Please quote, word for word, every line from the one containing "of the hardwood" through the last of the rows, with both ends included.

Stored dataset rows
= = = = =

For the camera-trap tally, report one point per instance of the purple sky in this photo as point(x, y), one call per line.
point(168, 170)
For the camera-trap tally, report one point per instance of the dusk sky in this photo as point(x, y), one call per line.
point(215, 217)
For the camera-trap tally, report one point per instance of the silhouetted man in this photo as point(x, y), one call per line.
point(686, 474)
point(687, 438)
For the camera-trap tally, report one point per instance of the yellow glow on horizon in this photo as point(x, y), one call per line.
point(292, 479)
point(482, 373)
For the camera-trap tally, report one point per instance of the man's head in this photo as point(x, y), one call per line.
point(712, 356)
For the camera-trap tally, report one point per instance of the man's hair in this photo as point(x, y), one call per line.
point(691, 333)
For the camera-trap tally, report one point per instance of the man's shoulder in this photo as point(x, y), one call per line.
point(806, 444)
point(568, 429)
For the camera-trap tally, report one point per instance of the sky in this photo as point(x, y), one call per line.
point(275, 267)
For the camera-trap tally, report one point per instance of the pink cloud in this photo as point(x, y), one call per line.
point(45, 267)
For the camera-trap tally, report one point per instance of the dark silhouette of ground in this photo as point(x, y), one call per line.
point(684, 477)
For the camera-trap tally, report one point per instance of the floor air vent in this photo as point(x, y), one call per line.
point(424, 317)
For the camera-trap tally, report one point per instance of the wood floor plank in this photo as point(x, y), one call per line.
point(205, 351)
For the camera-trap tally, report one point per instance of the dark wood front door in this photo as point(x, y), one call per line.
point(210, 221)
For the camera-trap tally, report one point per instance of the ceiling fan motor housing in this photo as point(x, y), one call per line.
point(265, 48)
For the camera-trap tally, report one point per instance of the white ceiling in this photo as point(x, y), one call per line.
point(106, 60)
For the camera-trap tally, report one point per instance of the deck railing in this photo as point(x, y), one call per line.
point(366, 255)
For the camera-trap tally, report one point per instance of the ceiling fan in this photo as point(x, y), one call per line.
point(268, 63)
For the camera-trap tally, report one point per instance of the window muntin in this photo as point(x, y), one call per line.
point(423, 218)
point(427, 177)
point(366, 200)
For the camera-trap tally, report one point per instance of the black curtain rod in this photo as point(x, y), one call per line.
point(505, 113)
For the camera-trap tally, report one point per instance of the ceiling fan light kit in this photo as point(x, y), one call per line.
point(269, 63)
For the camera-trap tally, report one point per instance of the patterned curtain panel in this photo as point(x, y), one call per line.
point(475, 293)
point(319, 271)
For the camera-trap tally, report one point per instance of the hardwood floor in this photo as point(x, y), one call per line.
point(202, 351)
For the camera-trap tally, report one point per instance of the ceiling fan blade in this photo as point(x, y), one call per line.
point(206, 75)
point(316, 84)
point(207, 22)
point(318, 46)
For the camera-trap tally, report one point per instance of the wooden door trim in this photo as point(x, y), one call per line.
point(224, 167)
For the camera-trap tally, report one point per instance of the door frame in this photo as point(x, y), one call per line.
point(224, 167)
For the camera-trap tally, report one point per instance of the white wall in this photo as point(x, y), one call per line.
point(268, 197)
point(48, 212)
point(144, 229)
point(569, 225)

= = = = =

▶ **CORRECT OUTPUT**
For the camera-trap tally, report one point per instance of the hardwood floor in this photo as point(x, y), one call per line.
point(202, 351)
For the camera-trap tally, report one point per instance of the ceiling fan blade in this photo as point(x, y), one call per line.
point(206, 75)
point(316, 84)
point(207, 22)
point(318, 46)
For the camera-trap tally, report one point per instance of the wooden door trim in this photo as point(x, y), one call per line.
point(224, 167)
For the camera-trap tally, report one point per instance of the door frame in this photo as point(x, y), one call per line.
point(224, 167)
For the camera-trap tally, report one point per instance of the white wall in this photo as point(x, y), one call per line.
point(268, 197)
point(48, 212)
point(144, 229)
point(569, 225)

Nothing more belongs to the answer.